## Provided passage
+++

Cat On The Prowl, 1976 Mercury Cougar XR-7 Turns Heads

Jody Dick’s groovy classic car is a rebuilt ride

  • Jan. 28, 2019 8:00 a.m.

– Story by Sean McIntyre Photography by Don Denton

From West Shore Life + Style magazine

Disco can inspire some bold moves, and that’s not just on the dance floor.

Metchosin’s Jody Dick had only just began his gig as a keyboard player in a popular Victoria band called Tight Hair when things started getting groovy.

The band quickly began lighting up dance floors across the Victoria area. They had the sound, they had the look and they had the moves, but it felt like a little something special was still missing.

It was the band’s guitarist, a 30-something Englishman by the name of Christopher Lloyd, who nailed the missing ingredient.” The band needed a “pimpin’ ride.”

Photography by Don Denton

“He’s an old soul who digs retro things,” says Jody. “He’s the one who pitched this crazy idea.”

Nearly two years after the bandmates were tossing around ideas for Tight Hair’s wheeled mascot, “Monica” is nearly ready to hit the streets and, quite possibly, make an appearance at a disco night near you.

“She’s a lot of fun to drive,” Jody says. “It just literally glides likes it’s on air. She screams mid-70s with this long hood, the way the windshield tapers back and these really cool lines.”

You might miss Monica’s distinctive look, but you’re highly unlikely to miss her colour. Pagan Candy Apple Gold is every bit as bright as it sounds. The colour seems to illuminate the surroundings, halo-like, on a wet and dreary West Coast spring afternoon at Jody’s home in the forested hills of rural Metchosin.

+++

## Stored data
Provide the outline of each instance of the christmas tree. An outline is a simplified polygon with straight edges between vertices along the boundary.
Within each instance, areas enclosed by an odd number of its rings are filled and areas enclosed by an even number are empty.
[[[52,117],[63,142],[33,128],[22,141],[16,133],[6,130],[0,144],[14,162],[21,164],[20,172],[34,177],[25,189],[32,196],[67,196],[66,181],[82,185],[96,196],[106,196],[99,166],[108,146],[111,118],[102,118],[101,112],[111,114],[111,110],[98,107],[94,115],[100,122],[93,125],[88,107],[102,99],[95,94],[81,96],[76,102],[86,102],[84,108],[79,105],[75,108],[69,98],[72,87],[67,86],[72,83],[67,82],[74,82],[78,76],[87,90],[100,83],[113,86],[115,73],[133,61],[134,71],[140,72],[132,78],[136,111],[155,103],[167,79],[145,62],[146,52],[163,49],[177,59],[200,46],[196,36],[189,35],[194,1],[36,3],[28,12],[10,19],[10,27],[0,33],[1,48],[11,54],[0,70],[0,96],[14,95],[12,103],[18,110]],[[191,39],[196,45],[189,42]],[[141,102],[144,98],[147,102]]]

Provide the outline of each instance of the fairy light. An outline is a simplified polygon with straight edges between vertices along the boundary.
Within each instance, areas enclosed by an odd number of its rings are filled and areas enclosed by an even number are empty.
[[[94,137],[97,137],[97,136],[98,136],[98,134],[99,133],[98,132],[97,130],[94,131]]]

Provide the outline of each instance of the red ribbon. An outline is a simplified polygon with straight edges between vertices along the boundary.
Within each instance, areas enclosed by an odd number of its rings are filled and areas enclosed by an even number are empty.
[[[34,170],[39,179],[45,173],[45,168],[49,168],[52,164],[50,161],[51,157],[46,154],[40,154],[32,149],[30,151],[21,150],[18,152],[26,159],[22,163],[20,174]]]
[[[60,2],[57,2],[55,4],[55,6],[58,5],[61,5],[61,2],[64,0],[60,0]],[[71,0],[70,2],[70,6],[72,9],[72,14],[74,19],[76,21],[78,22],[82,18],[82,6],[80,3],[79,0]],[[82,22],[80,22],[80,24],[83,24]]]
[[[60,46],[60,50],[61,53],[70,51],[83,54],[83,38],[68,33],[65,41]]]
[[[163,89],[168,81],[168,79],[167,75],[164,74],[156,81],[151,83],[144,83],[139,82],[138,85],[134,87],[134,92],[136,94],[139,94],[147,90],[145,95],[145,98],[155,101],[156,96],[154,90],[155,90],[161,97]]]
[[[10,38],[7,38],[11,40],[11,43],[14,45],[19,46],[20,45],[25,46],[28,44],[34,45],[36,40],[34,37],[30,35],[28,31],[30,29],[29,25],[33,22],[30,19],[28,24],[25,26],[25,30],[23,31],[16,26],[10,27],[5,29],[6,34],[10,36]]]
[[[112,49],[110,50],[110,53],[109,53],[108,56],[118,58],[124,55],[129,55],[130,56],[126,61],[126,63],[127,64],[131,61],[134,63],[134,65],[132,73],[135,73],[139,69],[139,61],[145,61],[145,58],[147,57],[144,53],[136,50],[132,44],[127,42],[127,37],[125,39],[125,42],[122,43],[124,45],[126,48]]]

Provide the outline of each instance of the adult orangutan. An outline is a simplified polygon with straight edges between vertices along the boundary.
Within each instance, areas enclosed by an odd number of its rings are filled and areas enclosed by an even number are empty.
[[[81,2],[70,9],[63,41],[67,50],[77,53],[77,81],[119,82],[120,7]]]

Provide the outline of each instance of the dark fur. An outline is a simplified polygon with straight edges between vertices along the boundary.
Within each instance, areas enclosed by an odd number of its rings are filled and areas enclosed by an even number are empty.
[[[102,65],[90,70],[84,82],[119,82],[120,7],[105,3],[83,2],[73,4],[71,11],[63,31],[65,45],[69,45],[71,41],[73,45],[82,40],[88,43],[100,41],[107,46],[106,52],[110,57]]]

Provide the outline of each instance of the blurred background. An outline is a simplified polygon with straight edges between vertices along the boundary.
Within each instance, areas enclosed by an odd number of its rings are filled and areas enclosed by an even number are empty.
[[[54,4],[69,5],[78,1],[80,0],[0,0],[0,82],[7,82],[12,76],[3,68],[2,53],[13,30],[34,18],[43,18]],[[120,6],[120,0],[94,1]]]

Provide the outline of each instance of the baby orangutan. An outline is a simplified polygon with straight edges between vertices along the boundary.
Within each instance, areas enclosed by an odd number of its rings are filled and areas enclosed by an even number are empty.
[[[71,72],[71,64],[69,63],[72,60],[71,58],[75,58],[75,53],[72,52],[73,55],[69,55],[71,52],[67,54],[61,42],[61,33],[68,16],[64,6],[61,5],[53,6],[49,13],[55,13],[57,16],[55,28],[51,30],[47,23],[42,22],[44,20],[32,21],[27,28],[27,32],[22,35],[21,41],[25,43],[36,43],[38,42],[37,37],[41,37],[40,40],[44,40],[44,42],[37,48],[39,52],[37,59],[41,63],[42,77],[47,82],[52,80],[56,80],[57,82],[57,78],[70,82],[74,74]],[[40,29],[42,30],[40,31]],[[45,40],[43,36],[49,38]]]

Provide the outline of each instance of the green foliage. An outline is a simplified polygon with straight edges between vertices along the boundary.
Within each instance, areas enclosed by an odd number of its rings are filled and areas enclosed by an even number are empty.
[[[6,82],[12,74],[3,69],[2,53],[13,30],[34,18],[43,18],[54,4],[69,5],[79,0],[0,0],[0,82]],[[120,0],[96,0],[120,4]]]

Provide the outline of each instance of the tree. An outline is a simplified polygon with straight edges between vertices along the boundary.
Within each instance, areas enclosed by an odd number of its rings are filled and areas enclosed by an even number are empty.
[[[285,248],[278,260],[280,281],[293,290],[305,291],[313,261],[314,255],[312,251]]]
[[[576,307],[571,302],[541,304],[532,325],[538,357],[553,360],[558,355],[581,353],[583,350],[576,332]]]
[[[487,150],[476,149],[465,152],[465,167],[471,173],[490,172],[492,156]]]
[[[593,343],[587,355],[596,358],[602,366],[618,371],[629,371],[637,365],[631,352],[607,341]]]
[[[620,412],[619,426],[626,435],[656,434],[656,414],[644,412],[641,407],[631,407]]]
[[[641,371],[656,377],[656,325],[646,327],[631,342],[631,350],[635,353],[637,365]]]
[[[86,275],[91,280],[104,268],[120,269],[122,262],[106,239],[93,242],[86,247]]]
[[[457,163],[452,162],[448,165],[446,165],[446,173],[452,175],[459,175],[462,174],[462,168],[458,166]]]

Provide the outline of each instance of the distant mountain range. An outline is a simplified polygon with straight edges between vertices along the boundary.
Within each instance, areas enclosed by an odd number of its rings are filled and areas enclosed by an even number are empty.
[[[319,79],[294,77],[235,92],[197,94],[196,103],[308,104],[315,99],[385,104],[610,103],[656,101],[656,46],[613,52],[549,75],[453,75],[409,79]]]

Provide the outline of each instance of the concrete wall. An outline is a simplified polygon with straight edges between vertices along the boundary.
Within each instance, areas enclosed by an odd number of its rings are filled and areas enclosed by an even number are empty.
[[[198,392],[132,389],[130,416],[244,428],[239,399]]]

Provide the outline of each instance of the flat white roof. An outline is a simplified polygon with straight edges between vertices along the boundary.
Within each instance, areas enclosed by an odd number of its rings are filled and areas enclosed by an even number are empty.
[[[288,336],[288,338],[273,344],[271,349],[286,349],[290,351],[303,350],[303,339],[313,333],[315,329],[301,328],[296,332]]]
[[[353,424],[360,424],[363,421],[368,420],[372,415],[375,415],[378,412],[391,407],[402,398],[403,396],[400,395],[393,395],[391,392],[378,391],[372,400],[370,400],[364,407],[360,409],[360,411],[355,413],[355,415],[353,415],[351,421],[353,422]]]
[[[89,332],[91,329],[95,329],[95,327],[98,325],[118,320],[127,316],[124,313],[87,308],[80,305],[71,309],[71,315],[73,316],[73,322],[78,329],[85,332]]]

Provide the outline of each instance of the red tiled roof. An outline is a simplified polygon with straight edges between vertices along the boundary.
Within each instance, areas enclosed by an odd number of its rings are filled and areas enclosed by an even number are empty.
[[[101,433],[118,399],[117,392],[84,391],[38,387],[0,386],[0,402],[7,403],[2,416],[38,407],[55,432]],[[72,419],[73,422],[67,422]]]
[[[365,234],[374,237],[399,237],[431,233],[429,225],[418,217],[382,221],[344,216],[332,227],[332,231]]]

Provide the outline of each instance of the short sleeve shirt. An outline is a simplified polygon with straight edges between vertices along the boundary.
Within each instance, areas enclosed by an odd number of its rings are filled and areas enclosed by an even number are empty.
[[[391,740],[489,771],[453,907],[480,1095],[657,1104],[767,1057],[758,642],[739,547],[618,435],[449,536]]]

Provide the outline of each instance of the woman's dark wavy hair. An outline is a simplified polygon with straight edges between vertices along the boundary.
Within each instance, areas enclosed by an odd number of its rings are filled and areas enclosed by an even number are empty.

+++

In the car article, what color is Monica painted? The items have nothing to do with this.

Pagan Candy Apple Gold